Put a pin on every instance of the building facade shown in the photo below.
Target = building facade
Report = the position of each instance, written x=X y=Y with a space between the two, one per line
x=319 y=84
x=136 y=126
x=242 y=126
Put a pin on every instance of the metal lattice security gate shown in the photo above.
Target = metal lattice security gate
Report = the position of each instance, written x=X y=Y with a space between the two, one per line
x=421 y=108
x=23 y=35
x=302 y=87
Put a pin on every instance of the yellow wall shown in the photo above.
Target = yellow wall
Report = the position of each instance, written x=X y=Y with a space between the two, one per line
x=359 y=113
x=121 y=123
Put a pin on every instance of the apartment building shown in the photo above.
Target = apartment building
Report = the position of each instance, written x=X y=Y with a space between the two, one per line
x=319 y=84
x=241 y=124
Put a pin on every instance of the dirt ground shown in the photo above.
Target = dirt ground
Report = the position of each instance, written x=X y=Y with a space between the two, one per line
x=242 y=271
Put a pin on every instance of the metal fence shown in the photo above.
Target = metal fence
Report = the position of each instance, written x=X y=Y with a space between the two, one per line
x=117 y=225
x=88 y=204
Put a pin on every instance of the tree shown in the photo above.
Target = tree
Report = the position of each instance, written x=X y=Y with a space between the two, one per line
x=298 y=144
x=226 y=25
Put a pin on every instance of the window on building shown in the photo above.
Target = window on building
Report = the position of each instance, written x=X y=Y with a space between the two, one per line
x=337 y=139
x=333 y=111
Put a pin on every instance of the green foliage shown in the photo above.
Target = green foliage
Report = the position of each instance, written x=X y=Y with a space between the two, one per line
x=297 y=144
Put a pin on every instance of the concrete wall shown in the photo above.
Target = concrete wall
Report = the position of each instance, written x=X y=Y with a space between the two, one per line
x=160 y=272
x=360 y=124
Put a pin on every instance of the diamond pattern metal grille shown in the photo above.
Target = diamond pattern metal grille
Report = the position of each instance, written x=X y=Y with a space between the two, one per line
□ □ □ □ □ □ □
EXERCISE → Update the part of the records that opens with the line containing "Put a pin on every instance of the concrete" and runs through the end of the records, replacing "metal grille" with "iron grille" and leaving everything else unchanged. Give only those lines.

WORKED ANSWER →
Put a pin on every instance of the concrete wall shown in the photo above.
Target = concrete wall
Report = the position of each instance, written x=X y=Y with a space between the two, one per line
x=160 y=272
x=360 y=124
Put a pin on every instance of the diamond pattern iron grille shown in the photo above.
Target = diamond pattern iron grille
Report = the position of each instance, written x=X y=Y with a space between the two, one per line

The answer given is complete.